▸ Goal
Retype every line of the material below without changing a single character.

▸ Data extract
·····
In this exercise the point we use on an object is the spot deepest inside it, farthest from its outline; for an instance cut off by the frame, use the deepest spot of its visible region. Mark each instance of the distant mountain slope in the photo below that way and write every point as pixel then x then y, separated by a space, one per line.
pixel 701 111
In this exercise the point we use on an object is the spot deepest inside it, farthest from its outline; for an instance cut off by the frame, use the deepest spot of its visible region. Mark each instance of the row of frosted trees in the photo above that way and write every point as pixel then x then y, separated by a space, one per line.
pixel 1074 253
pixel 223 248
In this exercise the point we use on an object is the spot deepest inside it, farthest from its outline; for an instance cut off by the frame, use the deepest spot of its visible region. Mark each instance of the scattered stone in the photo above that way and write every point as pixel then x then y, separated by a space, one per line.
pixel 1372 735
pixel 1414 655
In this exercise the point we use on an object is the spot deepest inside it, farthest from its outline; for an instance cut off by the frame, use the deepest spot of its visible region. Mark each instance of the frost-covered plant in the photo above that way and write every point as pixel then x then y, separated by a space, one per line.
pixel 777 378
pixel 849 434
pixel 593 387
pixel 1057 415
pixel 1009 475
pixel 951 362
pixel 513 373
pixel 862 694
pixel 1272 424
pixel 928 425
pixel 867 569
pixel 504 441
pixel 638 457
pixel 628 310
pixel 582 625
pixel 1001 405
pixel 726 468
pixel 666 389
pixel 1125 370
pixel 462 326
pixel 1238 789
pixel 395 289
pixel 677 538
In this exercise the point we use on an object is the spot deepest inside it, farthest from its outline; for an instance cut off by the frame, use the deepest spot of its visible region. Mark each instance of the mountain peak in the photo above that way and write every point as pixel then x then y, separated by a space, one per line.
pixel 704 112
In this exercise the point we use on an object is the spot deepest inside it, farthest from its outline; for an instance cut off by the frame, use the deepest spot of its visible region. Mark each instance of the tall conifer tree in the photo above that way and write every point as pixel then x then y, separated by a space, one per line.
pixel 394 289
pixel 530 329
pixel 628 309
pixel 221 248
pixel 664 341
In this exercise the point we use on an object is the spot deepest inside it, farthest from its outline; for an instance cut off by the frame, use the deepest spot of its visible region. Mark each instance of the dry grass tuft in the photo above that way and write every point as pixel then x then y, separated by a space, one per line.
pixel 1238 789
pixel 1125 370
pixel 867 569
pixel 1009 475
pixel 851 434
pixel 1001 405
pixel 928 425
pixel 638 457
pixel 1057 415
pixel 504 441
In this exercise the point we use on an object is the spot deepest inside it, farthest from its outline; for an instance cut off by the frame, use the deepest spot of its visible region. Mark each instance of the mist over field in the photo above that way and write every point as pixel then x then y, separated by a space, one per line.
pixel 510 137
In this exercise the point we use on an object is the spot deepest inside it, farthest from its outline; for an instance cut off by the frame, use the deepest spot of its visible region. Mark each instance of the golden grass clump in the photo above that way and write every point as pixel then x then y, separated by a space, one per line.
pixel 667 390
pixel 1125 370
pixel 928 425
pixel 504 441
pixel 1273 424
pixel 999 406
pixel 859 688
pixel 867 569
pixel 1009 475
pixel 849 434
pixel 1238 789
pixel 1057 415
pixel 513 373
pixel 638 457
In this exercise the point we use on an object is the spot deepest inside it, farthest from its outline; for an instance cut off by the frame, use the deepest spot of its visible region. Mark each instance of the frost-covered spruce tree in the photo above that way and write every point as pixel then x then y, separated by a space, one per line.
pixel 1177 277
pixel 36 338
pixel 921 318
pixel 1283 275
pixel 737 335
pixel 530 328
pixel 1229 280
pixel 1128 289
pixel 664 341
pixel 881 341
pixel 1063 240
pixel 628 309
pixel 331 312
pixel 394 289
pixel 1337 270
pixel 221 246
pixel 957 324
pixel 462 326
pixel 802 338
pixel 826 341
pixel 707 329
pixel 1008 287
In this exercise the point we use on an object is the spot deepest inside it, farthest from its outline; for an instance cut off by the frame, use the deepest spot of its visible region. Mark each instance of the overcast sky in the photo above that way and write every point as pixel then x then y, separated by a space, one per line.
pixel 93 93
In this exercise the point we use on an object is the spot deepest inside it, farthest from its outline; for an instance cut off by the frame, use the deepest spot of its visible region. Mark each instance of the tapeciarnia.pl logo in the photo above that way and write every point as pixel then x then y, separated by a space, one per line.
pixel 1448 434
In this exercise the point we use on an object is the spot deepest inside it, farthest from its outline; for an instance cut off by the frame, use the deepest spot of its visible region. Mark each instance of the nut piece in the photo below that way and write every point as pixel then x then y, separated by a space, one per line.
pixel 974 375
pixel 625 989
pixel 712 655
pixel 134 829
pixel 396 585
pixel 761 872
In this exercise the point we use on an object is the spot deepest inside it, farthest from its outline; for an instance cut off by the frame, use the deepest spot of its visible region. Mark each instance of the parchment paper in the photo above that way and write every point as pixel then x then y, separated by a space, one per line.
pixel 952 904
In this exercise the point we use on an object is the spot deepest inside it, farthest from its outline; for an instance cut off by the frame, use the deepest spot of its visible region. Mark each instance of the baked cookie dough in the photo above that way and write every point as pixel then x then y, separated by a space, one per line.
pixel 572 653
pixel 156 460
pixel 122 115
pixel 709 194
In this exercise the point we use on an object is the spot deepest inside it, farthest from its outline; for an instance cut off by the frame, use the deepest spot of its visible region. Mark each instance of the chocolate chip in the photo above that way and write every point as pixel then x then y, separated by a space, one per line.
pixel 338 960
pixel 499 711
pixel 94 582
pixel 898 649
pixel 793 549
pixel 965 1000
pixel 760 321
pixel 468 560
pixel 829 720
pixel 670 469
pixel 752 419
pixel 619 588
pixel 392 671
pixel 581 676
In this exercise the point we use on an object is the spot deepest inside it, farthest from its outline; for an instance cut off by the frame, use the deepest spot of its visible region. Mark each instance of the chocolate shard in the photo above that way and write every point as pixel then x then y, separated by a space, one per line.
·····
▸ Response to this task
In this exercise the point we use on an object is the spot deepest inside it, farthest from its outline; for an instance cut off by the frame, use the deepest spot of its visible region. Mark each instance of the distant mountain slope in the photo below that way and write every point as pixel then x then y, separated by a space, one per line.
pixel 701 111
In this exercise the point we use on an object is the spot deepest inside it, farthest from its outline; for an instance cut off by the frame, use the deepest spot of its visible region. Mark each instance of the row of frosted trees in the photo above that way and write every point as pixel then x then y, separated by a space, one per line.
pixel 1074 253
pixel 223 248
In this exercise the point we use on an object is the spot deepest inside it, farthest from its outline; for an instance cut off by the frame, use the deepest spot of its visible region. Mark each instance of the scattered stone in the photo above that way and write every point as pixel then x then y, separated by a space, one per line.
pixel 1372 735
pixel 1414 655
In this exercise the point we use on an object is the spot deepest inside it, farthest from its outline; for an instance cut off by the frame, use the deepest spot of its visible region. Mark each instance of the frost-covered plant in the photo above that way and write every point as pixel then x then y, separated by a space, one per line.
pixel 777 378
pixel 849 434
pixel 593 387
pixel 1057 415
pixel 1009 475
pixel 951 362
pixel 513 373
pixel 862 694
pixel 1272 424
pixel 928 425
pixel 867 569
pixel 504 441
pixel 638 457
pixel 628 310
pixel 582 625
pixel 1001 405
pixel 726 468
pixel 666 389
pixel 1125 370
pixel 462 326
pixel 1238 789
pixel 395 289
pixel 677 538
In this exercise the point we use on an object is the spot deepest inside it, farthest from its outline; for an instance cut off by the frame, use the deepest spot of its visible region. Mark each instance of the mountain peak in the photo above that way and write every point as pixel then x then y, separated by a space, one per line.
pixel 704 112
In this exercise the point we use on an object is the spot deepest inside it, farthest from its outline; for an instance cut off by the frame, use the deepest spot of its visible region. Mark each instance of the tall conifer tree in the photo above that way and write every point as pixel then x then y, separated by a space, one per line.
pixel 394 289
pixel 530 329
pixel 628 309
pixel 221 248
pixel 664 341
In this exercise the point we use on an object is the spot deepest inside it, farthest from its outline; for an instance cut off by the frame, use the deepest spot of its visible region. Mark each instance of the dry grass tuft in the photo above that way and write every point as pixel then x then y, separated by a space, one per line.
pixel 1238 789
pixel 1125 370
pixel 867 569
pixel 1009 475
pixel 851 434
pixel 1001 405
pixel 928 425
pixel 638 457
pixel 1057 415
pixel 504 441
In this exercise the point we use on an object is the spot deepest inside it, farthest from its outline; for an instance cut off by the frame, use the deepest spot of its visible region. Mark each instance of the mist over field in the photo above that way and write every point as pixel then x then y, separated by a space, one per line.
pixel 510 137
In this exercise the point we use on an object is the spot deepest inside it, farthest from its outline; for an instance cut off by the frame, use the deepest spot of its visible region. Mark each instance of the golden grass clump in the photo above that way and write every point as pixel then x then y, separated by a space, one per line.
pixel 667 390
pixel 1125 370
pixel 928 425
pixel 504 441
pixel 1273 424
pixel 999 406
pixel 859 688
pixel 867 569
pixel 1009 475
pixel 849 434
pixel 1238 789
pixel 1057 415
pixel 513 373
pixel 638 457
In this exercise the point we use on an object is the spot deepest inside it, farthest from its outline; for an instance cut off by the frame, use the deepest spot of its visible region. Mark each instance of the frost-covered spruce tree in the photo above that way and write every point as pixel then x then y, separated by a space, one per line.
pixel 1177 277
pixel 36 338
pixel 921 318
pixel 1283 275
pixel 737 335
pixel 530 328
pixel 1229 280
pixel 1128 289
pixel 664 341
pixel 881 341
pixel 1063 240
pixel 628 309
pixel 331 312
pixel 394 289
pixel 1337 270
pixel 221 246
pixel 957 324
pixel 462 326
pixel 802 338
pixel 826 341
pixel 707 329
pixel 1008 287
In this exercise the point we use on an object is the spot deepest inside it, farthest from its outline; for an instance cut off by the frame, use the deepest spot of its visible region. Mark each instance of the overcast sky in the photo above that way and write every point as pixel then x then y, separated by a space, one per line.
pixel 93 93
In this exercise the point we use on an object is the spot deepest inside it, farthest from its outline; for an instance cut off by the frame, use the deepest spot of its visible region. Mark each instance of the tapeciarnia.pl logo in the photo above that way and write every point as pixel then x then y, separated by a space, one per line.
pixel 1448 434
In this exercise the point we use on an object is the spot deepest inside it, farthest from its outline; for an instance cut off by the frame, use the deepest spot of its visible region. Mark each instance of the nut piece in the photo below that way and write every point as pixel then x then y, separated by a space, one per line.
pixel 974 375
pixel 625 989
pixel 712 655
pixel 134 829
pixel 396 585
pixel 761 872
In this exercise the point we use on an object is the spot deepest inside it, farthest from its outline; for an instance cut off by the frame, use the deepest spot of its visible region. Mark each instance of the parchment paper in the photo above that way and write every point as pixel then x then y, separated by a space, one per line.
pixel 952 904
In this exercise the point we use on an object is the spot deepest inside it, farthest from its outline; for an instance cut off by the frame, use the deepest spot of its visible region. Mark each instance of the baked cookie dough in the photo above that way and write every point as pixel then x then y, separated by a space, one per line.
pixel 572 653
pixel 156 460
pixel 122 115
pixel 709 194
In this exercise the point we use on an object is the spot deepest inside it, farthest from its outline; for an instance cut off by the frame, use the deepest spot of its visible region. Mark each instance of the chocolate chip in the photo above that way and write every point as pixel then x then y, separated by a space, one per line.
pixel 338 960
pixel 499 711
pixel 94 582
pixel 898 649
pixel 793 549
pixel 965 1000
pixel 760 321
pixel 468 560
pixel 829 720
pixel 670 469
pixel 752 419
pixel 619 588
pixel 392 671
pixel 581 676
In this exercise the point we use on an object is the spot deepest inside it, farthest from its outline; for an instance cut off by the frame, use the deepest spot of its visible region. Mark each instance of the chocolate shard in the photo above that way and write every point as pixel then x then y, separated by a space, one per line.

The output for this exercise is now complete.